**Passage to read**
***
- Abbreviation: MP
- Chairman: Tan Kee Gak [ms]
- Founder: Tan Kee Gak [ms]
- Founded: 24 October 1956
- Dissolved: March 1964
- Split from: Malayan Chinese Association (MCA)
- Headquarters: Malacca, Malaysia
- Colours: Black

= Malayan Party =

The Malayan Party (Parti Malaya, MP) was a political party in Malaysia formed by former Malaysian Chinese Association member Tan Gee Gak.

==History==
The party was established by Tan Gee Gak on 24 October 1956 in Malacca with the support of the Federation of Chinese Guilds and Associations and the Malacca Chinese Chamber of Commerce (which Tan was president of). Its formation was a response to concerns over the Alliance Party's stance on the constitution being drafted, and the party was deliberately established on United Nations Day to represent its support for the Universal Declaration of Human Rights. It also supported Malacca's status as a crown colony, which allowed Chinese greater rights than the Malay states.
***
**Entries**
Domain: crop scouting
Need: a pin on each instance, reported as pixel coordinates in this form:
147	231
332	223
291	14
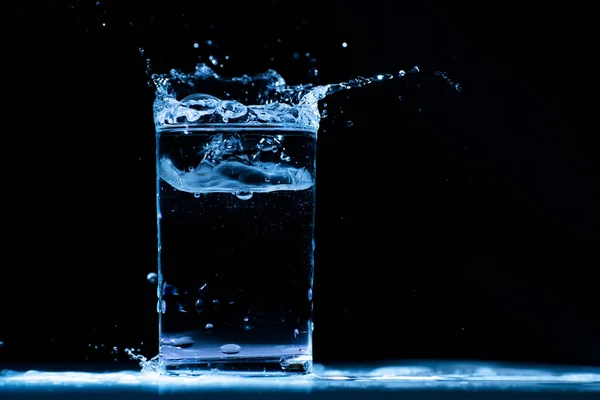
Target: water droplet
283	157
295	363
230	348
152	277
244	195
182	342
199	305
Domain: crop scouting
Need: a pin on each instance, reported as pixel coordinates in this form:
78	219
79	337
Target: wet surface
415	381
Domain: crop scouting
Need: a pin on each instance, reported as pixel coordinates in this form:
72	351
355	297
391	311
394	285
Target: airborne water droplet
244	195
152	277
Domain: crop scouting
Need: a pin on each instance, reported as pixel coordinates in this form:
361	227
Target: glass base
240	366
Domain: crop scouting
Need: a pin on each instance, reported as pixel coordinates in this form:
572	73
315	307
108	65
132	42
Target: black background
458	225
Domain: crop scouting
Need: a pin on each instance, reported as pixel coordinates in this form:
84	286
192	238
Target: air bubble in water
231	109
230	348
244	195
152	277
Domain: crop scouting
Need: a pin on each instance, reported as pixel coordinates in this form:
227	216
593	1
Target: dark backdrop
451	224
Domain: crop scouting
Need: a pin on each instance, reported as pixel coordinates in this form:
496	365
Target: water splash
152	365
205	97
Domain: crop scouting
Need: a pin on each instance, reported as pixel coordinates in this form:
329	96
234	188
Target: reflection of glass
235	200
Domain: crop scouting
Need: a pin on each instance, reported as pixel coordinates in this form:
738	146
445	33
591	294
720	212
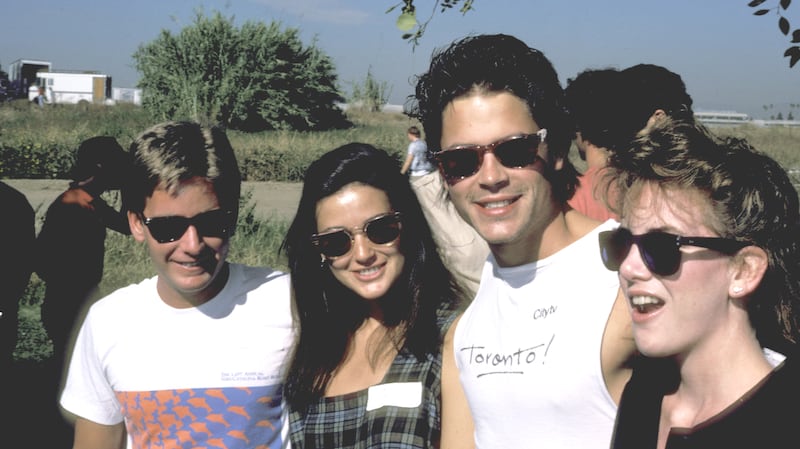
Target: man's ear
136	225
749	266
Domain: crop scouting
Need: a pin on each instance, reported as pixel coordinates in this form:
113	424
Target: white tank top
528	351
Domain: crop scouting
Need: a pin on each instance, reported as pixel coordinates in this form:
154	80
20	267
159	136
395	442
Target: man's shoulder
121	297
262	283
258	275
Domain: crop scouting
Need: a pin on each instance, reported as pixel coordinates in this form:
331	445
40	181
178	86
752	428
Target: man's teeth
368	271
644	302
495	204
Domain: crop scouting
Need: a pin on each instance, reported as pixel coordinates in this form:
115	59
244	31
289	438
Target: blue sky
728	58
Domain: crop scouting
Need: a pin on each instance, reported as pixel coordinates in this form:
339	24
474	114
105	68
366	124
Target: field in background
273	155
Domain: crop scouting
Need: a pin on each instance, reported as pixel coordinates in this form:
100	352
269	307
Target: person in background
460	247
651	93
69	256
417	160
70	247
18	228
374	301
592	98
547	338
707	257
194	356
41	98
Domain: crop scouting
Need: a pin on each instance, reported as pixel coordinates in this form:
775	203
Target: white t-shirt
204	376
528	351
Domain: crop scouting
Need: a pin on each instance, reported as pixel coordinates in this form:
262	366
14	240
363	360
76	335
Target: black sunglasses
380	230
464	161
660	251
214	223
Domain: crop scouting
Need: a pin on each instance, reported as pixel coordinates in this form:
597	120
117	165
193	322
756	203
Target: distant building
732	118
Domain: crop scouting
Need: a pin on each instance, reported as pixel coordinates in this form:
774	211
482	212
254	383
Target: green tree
***
**What you need to do**
• a. Using the Malayan Party passage, answer yes or no to whether each statement agrees with it, and quote the words that decide each one: (i) the party was founded in Malacca; (ii) the party was founded on United Nations Day to show support for the Universal Declaration of Human Rights; (iii) the party opposed Malacca's status as a crown colony.
• b. Carry on the Malayan Party passage from its last sentence.
The rows are separate material and are not part of the Malayan Party passage.

**The replies**
• a.
(i) Yes: "on 24 October 1956 in Malacca"
(ii) Yes: "deliberately established on United Nations Day to represent its support for the Universal Declaration of Human Rights"
(iii) No: "It also supported Malacca's status as a crown colony"

• b.
The party won seats in the 1956, 1957 and 1958 local elections in Malacca. Although it failed to win a seat in the 1959 state elections, in the 1959 general elections it won one seat in Parliament, Tan winning in Malacca City. However, the party disbanded in March 1964 when Tan rejoined the Malaysian Chinese Association (MCA), the party he had left to form the MP.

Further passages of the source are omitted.